● **Task to complete**: What you hand back must match the records word for word, with no pictures.

● **Records contained in a dataset**:
= Beginning of Section =

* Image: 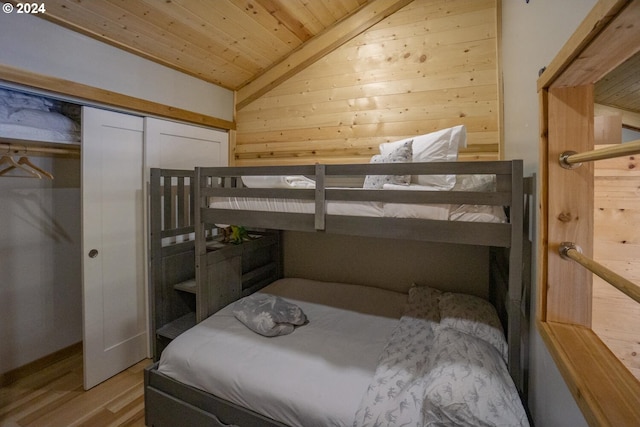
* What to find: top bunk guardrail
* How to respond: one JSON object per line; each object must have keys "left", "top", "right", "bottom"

{"left": 194, "top": 160, "right": 524, "bottom": 248}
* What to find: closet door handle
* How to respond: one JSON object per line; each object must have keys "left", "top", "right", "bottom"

{"left": 88, "top": 249, "right": 99, "bottom": 258}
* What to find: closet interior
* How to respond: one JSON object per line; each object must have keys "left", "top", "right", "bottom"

{"left": 1, "top": 84, "right": 230, "bottom": 390}
{"left": 0, "top": 86, "right": 83, "bottom": 379}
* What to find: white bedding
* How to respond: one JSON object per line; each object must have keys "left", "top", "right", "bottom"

{"left": 0, "top": 123, "right": 80, "bottom": 144}
{"left": 0, "top": 88, "right": 81, "bottom": 143}
{"left": 210, "top": 195, "right": 384, "bottom": 217}
{"left": 158, "top": 278, "right": 407, "bottom": 427}
{"left": 209, "top": 173, "right": 507, "bottom": 223}
{"left": 241, "top": 175, "right": 315, "bottom": 189}
{"left": 353, "top": 286, "right": 528, "bottom": 427}
{"left": 157, "top": 278, "right": 527, "bottom": 426}
{"left": 209, "top": 196, "right": 505, "bottom": 222}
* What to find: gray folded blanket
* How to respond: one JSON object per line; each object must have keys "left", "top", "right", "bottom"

{"left": 232, "top": 293, "right": 307, "bottom": 337}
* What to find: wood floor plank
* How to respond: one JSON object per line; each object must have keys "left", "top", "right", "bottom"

{"left": 0, "top": 353, "right": 82, "bottom": 406}
{"left": 0, "top": 346, "right": 150, "bottom": 427}
{"left": 5, "top": 372, "right": 83, "bottom": 425}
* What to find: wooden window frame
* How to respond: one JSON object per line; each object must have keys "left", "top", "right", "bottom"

{"left": 537, "top": 1, "right": 640, "bottom": 425}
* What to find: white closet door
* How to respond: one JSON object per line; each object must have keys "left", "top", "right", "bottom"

{"left": 82, "top": 106, "right": 147, "bottom": 389}
{"left": 143, "top": 117, "right": 228, "bottom": 354}
{"left": 145, "top": 117, "right": 229, "bottom": 169}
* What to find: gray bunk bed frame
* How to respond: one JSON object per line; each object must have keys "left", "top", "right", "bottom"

{"left": 148, "top": 169, "right": 198, "bottom": 361}
{"left": 145, "top": 160, "right": 532, "bottom": 427}
{"left": 148, "top": 169, "right": 282, "bottom": 361}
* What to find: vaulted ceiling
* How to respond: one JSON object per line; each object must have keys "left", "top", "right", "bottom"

{"left": 26, "top": 0, "right": 640, "bottom": 119}
{"left": 34, "top": 0, "right": 416, "bottom": 108}
{"left": 36, "top": 0, "right": 367, "bottom": 89}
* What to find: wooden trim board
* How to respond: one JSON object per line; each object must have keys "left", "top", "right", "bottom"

{"left": 538, "top": 321, "right": 640, "bottom": 427}
{"left": 0, "top": 64, "right": 235, "bottom": 131}
{"left": 0, "top": 342, "right": 82, "bottom": 387}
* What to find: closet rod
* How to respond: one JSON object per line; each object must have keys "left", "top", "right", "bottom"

{"left": 559, "top": 242, "right": 640, "bottom": 305}
{"left": 559, "top": 139, "right": 640, "bottom": 168}
{"left": 0, "top": 142, "right": 80, "bottom": 157}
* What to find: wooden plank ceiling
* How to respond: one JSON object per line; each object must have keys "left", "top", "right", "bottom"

{"left": 26, "top": 0, "right": 638, "bottom": 119}
{"left": 34, "top": 0, "right": 371, "bottom": 92}
{"left": 595, "top": 51, "right": 640, "bottom": 114}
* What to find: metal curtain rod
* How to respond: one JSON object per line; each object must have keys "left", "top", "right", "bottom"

{"left": 560, "top": 139, "right": 640, "bottom": 168}
{"left": 0, "top": 142, "right": 80, "bottom": 157}
{"left": 559, "top": 242, "right": 640, "bottom": 305}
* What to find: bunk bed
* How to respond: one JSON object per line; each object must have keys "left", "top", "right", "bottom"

= End of Section =

● **Response for this exercise**:
* Image: 
* What to find: top bunk guardrail
* How to respond: one JSON object per line; each object must have keys "left", "top", "right", "bottom"

{"left": 194, "top": 160, "right": 524, "bottom": 248}
* What to find: closet door handle
* How to respond: one JSON object per line; each object must have keys "left", "top", "right", "bottom"

{"left": 88, "top": 249, "right": 99, "bottom": 258}
* What to find: closet interior
* How to respond: one JSON object per line; each object must have keys "left", "top", "right", "bottom"

{"left": 1, "top": 84, "right": 230, "bottom": 390}
{"left": 0, "top": 86, "right": 83, "bottom": 379}
* What to find: white bedding
* How to respond: one JSON object per line; each object must have keys "left", "top", "right", "bottom"

{"left": 0, "top": 123, "right": 80, "bottom": 144}
{"left": 0, "top": 88, "right": 81, "bottom": 143}
{"left": 210, "top": 195, "right": 384, "bottom": 217}
{"left": 158, "top": 278, "right": 407, "bottom": 427}
{"left": 209, "top": 173, "right": 507, "bottom": 223}
{"left": 241, "top": 175, "right": 315, "bottom": 189}
{"left": 353, "top": 286, "right": 528, "bottom": 427}
{"left": 157, "top": 278, "right": 527, "bottom": 426}
{"left": 209, "top": 196, "right": 505, "bottom": 222}
* What to find: gray folded blanket
* How to respond: one JSON object per line; each object must have keys "left", "top", "right", "bottom"

{"left": 232, "top": 293, "right": 307, "bottom": 337}
* What to find: wood floor plank
* How to respond: one JSON object per line; each object must have keys "left", "top", "right", "bottom"

{"left": 0, "top": 353, "right": 82, "bottom": 406}
{"left": 0, "top": 346, "right": 150, "bottom": 427}
{"left": 5, "top": 372, "right": 83, "bottom": 425}
* What to find: wooden window frame
* How to respond: one JSON object per line; each object must have keys "left", "top", "right", "bottom"

{"left": 537, "top": 1, "right": 640, "bottom": 425}
* What to find: white closet door
* How to respond: one JSON object per line; each object must have keys "left", "top", "right", "bottom"

{"left": 82, "top": 106, "right": 147, "bottom": 389}
{"left": 143, "top": 117, "right": 228, "bottom": 354}
{"left": 145, "top": 117, "right": 229, "bottom": 169}
* What to find: gray bunk bed frame
* How to respond: one JSON object per line; each object must have keys "left", "top", "right", "bottom"

{"left": 148, "top": 169, "right": 198, "bottom": 361}
{"left": 145, "top": 160, "right": 532, "bottom": 427}
{"left": 148, "top": 169, "right": 282, "bottom": 361}
* What to find: vaulted ceiling
* How to respond: one JSON object per line; each object must have keys "left", "top", "right", "bottom"

{"left": 26, "top": 0, "right": 640, "bottom": 119}
{"left": 34, "top": 0, "right": 416, "bottom": 108}
{"left": 36, "top": 0, "right": 367, "bottom": 89}
* What to find: wooden trim board
* How to respond: one JSON object per line; each object must have keys "left", "top", "right", "bottom"

{"left": 538, "top": 321, "right": 640, "bottom": 427}
{"left": 0, "top": 64, "right": 235, "bottom": 131}
{"left": 0, "top": 342, "right": 82, "bottom": 387}
* What to find: closet rod
* How to respond: one JSON object per line; each object must have keys "left", "top", "right", "bottom"

{"left": 559, "top": 242, "right": 640, "bottom": 305}
{"left": 559, "top": 139, "right": 640, "bottom": 168}
{"left": 0, "top": 142, "right": 80, "bottom": 157}
* What to find: wooden plank ceiling
* How to respond: one JSON object per line; each object must have keys "left", "top", "right", "bottom"

{"left": 26, "top": 0, "right": 638, "bottom": 119}
{"left": 34, "top": 0, "right": 371, "bottom": 92}
{"left": 595, "top": 51, "right": 640, "bottom": 114}
* What to find: metal curtain rod
* How to respond: one JSON object per line; each object must have keys "left", "top", "right", "bottom"

{"left": 560, "top": 139, "right": 640, "bottom": 168}
{"left": 0, "top": 142, "right": 80, "bottom": 157}
{"left": 559, "top": 242, "right": 640, "bottom": 305}
* What to find: bunk bed
* How to respond: one JSON object per line; each object must have keys "left", "top", "right", "bottom"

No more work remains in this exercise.